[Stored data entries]
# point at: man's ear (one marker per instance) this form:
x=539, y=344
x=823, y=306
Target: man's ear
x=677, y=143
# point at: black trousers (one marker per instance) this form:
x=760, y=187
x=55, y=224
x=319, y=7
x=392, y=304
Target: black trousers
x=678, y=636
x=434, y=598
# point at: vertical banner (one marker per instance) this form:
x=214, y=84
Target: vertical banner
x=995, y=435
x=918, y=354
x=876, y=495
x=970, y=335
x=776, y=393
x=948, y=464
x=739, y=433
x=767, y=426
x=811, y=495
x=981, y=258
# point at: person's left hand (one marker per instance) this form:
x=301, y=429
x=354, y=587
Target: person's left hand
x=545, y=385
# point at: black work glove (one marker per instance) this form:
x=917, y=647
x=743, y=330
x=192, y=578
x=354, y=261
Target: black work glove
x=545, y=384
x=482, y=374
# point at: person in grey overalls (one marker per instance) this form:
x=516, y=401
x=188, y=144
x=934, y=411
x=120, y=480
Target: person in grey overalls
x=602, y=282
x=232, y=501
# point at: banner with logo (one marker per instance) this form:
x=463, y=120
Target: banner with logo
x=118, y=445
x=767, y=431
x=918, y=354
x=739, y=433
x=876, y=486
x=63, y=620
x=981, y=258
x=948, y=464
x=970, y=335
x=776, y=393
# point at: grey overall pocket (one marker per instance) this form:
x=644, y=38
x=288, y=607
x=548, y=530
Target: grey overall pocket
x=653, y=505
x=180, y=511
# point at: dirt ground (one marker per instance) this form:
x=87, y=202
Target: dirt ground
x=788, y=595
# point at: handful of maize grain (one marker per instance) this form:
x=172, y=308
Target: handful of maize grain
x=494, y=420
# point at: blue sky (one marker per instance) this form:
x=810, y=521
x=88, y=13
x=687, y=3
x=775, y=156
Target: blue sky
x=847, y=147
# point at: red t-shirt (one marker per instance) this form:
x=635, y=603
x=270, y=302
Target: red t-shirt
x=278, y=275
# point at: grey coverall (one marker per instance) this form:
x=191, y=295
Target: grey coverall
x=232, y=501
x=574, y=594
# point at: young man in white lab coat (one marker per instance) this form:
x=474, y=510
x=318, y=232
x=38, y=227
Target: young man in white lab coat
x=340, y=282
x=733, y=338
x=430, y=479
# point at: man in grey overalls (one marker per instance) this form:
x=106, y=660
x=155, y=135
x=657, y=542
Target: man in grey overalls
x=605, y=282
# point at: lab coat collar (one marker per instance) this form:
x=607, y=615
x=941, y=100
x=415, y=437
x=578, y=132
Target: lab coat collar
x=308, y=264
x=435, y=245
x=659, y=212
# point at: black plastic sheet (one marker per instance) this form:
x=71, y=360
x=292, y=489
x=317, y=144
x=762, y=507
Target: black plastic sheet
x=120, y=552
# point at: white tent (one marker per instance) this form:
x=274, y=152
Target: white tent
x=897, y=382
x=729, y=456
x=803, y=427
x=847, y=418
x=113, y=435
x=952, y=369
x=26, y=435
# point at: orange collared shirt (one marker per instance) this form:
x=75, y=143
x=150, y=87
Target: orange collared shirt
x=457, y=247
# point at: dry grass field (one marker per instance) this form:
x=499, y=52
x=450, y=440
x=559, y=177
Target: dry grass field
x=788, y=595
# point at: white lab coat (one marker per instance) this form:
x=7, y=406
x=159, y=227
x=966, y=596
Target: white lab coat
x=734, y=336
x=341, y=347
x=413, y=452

YOUR TASK ::
Can you repeat every item above, substituting "dark pants" for each "black trousers" and leaving everything else unchanged?

ANSWER TO THIS EXERCISE ::
# point at: man's ear (one marker per instance) this form:
x=539, y=344
x=823, y=306
Target: man's ear
x=677, y=143
# point at: dark pants (one marker per instance) this form:
x=760, y=187
x=55, y=224
x=319, y=7
x=392, y=304
Target: dark pants
x=678, y=636
x=434, y=598
# point at: vertical banner (one marker per instance) this form:
x=214, y=84
Target: vertical banner
x=995, y=435
x=918, y=354
x=876, y=495
x=970, y=335
x=776, y=393
x=948, y=464
x=739, y=433
x=767, y=426
x=811, y=495
x=981, y=258
# point at: person's left hand (one marker per instance) this form:
x=301, y=429
x=354, y=587
Target: person's left hand
x=545, y=385
# point at: black work glove (one marker per instance) this form:
x=917, y=647
x=743, y=330
x=192, y=578
x=354, y=261
Target: black work glove
x=545, y=384
x=482, y=374
# point at: person in grey overalls (one marker per instance) this form:
x=516, y=401
x=188, y=144
x=934, y=411
x=120, y=480
Target: person in grey overalls
x=602, y=282
x=232, y=501
# point at: banner with logo (one marker per instance) this form:
x=463, y=120
Target: banner with logo
x=118, y=445
x=767, y=431
x=918, y=354
x=739, y=433
x=876, y=486
x=63, y=620
x=981, y=258
x=948, y=464
x=970, y=335
x=776, y=393
# point at: grey overall pocket (one marker per instance) this form:
x=644, y=38
x=288, y=607
x=548, y=530
Target: grey overall pocket
x=653, y=505
x=180, y=511
# point at: dirt ground (one marker per instance) this form:
x=87, y=202
Target: dirt ground
x=788, y=595
# point at: handful of maize grain (one marker per instance) this form:
x=172, y=308
Target: handful of maize grain
x=494, y=420
# point at: blue sky (one marker per instance) this form:
x=810, y=521
x=88, y=13
x=687, y=3
x=775, y=156
Target: blue sky
x=847, y=147
# point at: red t-shirt (one marker per instance) this form:
x=635, y=603
x=270, y=302
Target: red t-shirt
x=278, y=275
# point at: grey coverall (one marker per instance) this form:
x=191, y=295
Target: grey coverall
x=232, y=501
x=574, y=594
# point at: young man in white lab coat (one marker per instance) this form:
x=474, y=510
x=318, y=232
x=38, y=227
Target: young man in white lab coat
x=340, y=282
x=733, y=338
x=430, y=479
# point at: man in grey overalls (one marker per instance) this form:
x=106, y=660
x=155, y=135
x=657, y=542
Target: man in grey overalls
x=605, y=282
# point at: lab coat collar (one marker per instance) this form:
x=607, y=615
x=941, y=100
x=415, y=437
x=578, y=132
Target: lab coat collar
x=308, y=264
x=435, y=245
x=659, y=212
# point at: black plastic sheet (one marker per instance) this form:
x=71, y=360
x=292, y=489
x=317, y=144
x=762, y=507
Target: black plastic sheet
x=120, y=552
# point at: white tent (one marker per instance) this form:
x=274, y=152
Target: white tent
x=897, y=382
x=729, y=456
x=803, y=427
x=847, y=418
x=113, y=435
x=952, y=369
x=26, y=435
# point at: orange collared shirt (one marker per instance) this form:
x=75, y=143
x=150, y=87
Target: orange collared shirt
x=457, y=247
# point at: dry grass field (one marker per instance) this form:
x=499, y=52
x=450, y=440
x=559, y=177
Target: dry grass field
x=788, y=595
# point at: white lab coat (one marker per instance) this form:
x=7, y=406
x=159, y=227
x=966, y=596
Target: white lab coat
x=734, y=336
x=341, y=347
x=413, y=452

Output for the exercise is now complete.